** Text segment **
Super Bowl LII

Live From Super LII: Game Creek Video Navigates Events Scattered Throughout Minneapolis

‘We have trucks all over the city’

Game Creek Video trucks and staff were out in full force all week in Minneapolis, serving NFL Network, ESPN, and Kraft Productions during the lead-up to Super Bowl LII, as well as onsite studio programming on game day.

Game Creek team at Super Bowl LII: Top: Chris Barrett (left), Steve DiGiacomo; Center: Brian Ristine; Bottom: Matt Caron (left), Phillip Barrett

“We’re pretty proud to have Encore as the hub of everything that’s going on here at the stadium for NFL Network, and then we have trucks all over the city,” said Senior Broadcast Engineer Brian Ristine during the week before the game. “The biggest challenge for this Super Bowl is how spread out everything is. Last year in Houston, there was the stadium, the area immediately surrounding the stadium, and Discovery Green, which was downtown and not too far away. Here they have more than half a dozen sites all over the city. There are all these things going on, and they’re not all next to each other, so you can’t easily migrate between them.”

** Dataset content **
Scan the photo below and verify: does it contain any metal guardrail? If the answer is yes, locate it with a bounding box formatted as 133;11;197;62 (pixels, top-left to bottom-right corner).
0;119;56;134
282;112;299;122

** The problem **
Write the next part of the article on Game Creek Video's work at Super Bowl LII, picking up after its final sentence. The lines play no part in this.

** Output of the task **
For NFL Network, Game Creek had Encore working its Pre-Game Show at U.S. Bank Stadium on Sunday, Pride for Super Bowl Opening Night at the Xcel Energy Center on Monday and the NFL Honors and red carpet on Saturday, and Apollo at the Minneapolis Hilton to cover Commissioner Roger Goodell’s annual press conference and other pressers. In addition, Game Creek’s Liberty was on hand at the IDS Center supporting ESPN’s Super Bowl Week set, and Gemini was at the Mall of America serving Kraft Productions and the Patriots’ “Not Done Yet Network” throughout the week.

While Game Creek is no stranger to providing a parade of trucks for a single event, the scattered nature of this year’s Super Bowl events made it more challenging, with events taking place at the stadium, Mall of America, Nicollet Mall, the IDS Center, the Convention Center, the Xcel Energy Center, Northrop Auditorium, the Hilton, and other locations.

“It’s interesting because, in a way, it makes everything a little easier because you can’t multipurpose your truck; you can’t do two or three shows out of a single truck,” said Ristine. “That makes it pretty cut-and-dried. But it also becomes more complicated because, when you have trucks in a dense area, you can share resources: if one truck has extra equipment that they’re not using for the show, you can easily move it to a truck that may need equipment. You can’t do that [here] because transporting the equipment from one location to another becomes difficult.”